● Selected excerpt
Czech guys becoming less macho – but slowly, says League of Open Men’s Lukáš Talpa

Lukáš Talpa, photo: Ian Willoughby

The organisation Liga otevřených mužů, League of Open Men, are currently running Dry February, a campaign aimed at encouraging Czech men to abstain from alcohol for the month. To find out why, I spoke to the group’s Lukáš Talpa. Our conversation also took in a wide range of other gender issues, including stay-at-home fatherhood and the lack of male teachers in Czech schools. To begin, I asked Talpa to characterise Czech men in general.

Lukáš Talpa,  photo: Ian Willoughby
“I would say there is a difference between Czech men who live in cities and who live in the suburbs and who live in the villages. There is a big difference.

“I would say the men are mostly developing, starting to care more about themselves, to be more open about their needs and their feelings.

“But on the other side they still tend to be, let’s say, stubborn in some sense. You can still sometimes meet macho types who are influenced by ‘men don’t cry’.

“That’s slowly changing. But very slowly.”

Would you say that gender roles are quite traditional here generally? For instance, a lot of women wouldn’t use the word feminist to describe themselves.

“Generally, yes. I think that has its roots in the early ‘90s, when feminist came to be a bad label for women’s rights.

“Women don’t call themselves feminist and definitely men wouldn’t call themselves feminist. There are very few of them.

“Equality is becoming a topic more and more among the young generation. But overall Czechs tend to be traditional.”

Do you think the Czech male identity is shaped in any way by the recent history of the country, particularly communism?

“Definitely it plays a role. I would say that under communism the rules were quite strict, even though there wasn’t a big need for women to work, to be on the labour market.

“The roles in the family were very traditional. The man was the one taking care of the money, being the breadwinner.

“On the other hand, women in most cases had what we call two jobs: one was a full-time job and the other was in the family.

Photo: Barbora Kmentová
“Most men didn’t expect, and didn’t feel the expectation from others, to take care of the kids or of the household.”

Is that changing, do you feel?

“It’s changing. It’s changing. You can even see it on the streets. There are much more fathers playing with kids, walking around with trolleys, just enjoying being a father. Active fatherhood is becoming very normal.”

We’ve heard a lot in the West in recent years about a so-called crisis of masculinity, in which men don’t know what their role is today. Is it the same here?

“You can see it. There was the emancipation of women – they’re starting to be independent.

“As I just said, men in the Czech Republic are very traditional, but men are starting to rediscover our roles as men, what it means to be men.”

Do you think Czech women want Czech men to be different – more sensitive and all that kind of thing?

“Well, I would say in the majority, yes. I think for them it’s quite challenging not to know what is going on inside [men].

“But definitely you can find women who would still prefer the macho type or the old-style man, let’s say.”

At the moment you’re into the second half of your month Suchej únor, Dry February, in which encouraging men not to drink. Why did your group launch this campaign?

“Because that’s one of the biggest problems concerning men. One of the areas we focus on is men’s health.

“Drinking alcohol is very normal for Czech men. We are always at the top of drinkers, worldwide.

● Objective 1
In the interview on Czech men, update the passage that begins at the words "The organisation Liga" and stops after "and their feelings.", replacing "suburbs" with "outskirts" throughout.
● Objective 2
According to the interview on Czech men, who took care of the money in the family under communism?

● Records provided
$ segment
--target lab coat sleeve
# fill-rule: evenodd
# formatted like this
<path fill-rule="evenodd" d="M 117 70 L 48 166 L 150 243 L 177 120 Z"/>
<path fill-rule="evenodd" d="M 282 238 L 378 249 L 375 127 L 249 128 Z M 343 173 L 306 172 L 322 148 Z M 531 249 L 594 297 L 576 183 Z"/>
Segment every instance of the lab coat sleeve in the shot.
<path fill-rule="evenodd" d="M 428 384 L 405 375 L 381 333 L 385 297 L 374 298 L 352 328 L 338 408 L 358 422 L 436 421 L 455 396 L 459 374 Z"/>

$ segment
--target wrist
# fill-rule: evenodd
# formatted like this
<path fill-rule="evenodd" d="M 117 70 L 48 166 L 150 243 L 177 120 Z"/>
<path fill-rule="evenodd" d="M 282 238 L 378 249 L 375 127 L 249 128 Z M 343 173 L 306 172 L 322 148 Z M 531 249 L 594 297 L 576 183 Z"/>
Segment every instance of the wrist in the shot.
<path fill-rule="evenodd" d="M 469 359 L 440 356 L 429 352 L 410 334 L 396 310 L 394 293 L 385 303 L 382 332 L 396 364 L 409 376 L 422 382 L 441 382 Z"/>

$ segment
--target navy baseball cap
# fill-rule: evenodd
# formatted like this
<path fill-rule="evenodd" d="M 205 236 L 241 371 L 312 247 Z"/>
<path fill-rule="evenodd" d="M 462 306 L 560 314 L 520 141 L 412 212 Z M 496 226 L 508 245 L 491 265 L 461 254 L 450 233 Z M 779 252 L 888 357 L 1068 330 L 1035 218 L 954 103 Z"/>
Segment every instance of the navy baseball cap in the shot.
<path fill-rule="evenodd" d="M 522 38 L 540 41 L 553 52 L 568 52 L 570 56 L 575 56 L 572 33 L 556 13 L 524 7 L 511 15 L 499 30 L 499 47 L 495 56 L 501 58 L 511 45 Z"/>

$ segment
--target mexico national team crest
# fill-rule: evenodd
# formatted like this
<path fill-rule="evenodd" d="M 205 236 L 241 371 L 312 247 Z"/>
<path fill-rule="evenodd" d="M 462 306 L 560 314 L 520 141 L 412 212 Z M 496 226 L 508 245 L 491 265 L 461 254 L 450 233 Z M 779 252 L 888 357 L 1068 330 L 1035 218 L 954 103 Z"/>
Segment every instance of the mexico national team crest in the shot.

● Response 1
The organisation Liga otevřených mužů, League of Open Men, are currently running Dry February, a campaign aimed at encouraging Czech men to abstain from alcohol for the month. To find out why, I spoke to the group’s Lukáš Talpa. Our conversation also took in a wide range of other gender issues, including stay-at-home fatherhood and the lack of male teachers in Czech schools. To begin, I asked Talpa to characterise Czech men in general.

Lukáš Talpa,  photo: Ian Willoughby
“I would say there is a difference between Czech men who live in cities and who live in the outskirts and who live in the villages. There is a big difference.

“I would say the men are mostly developing, starting to care more about themselves, to be more open about their needs and their feelings.

● Response 2
The man, as the breadwinner.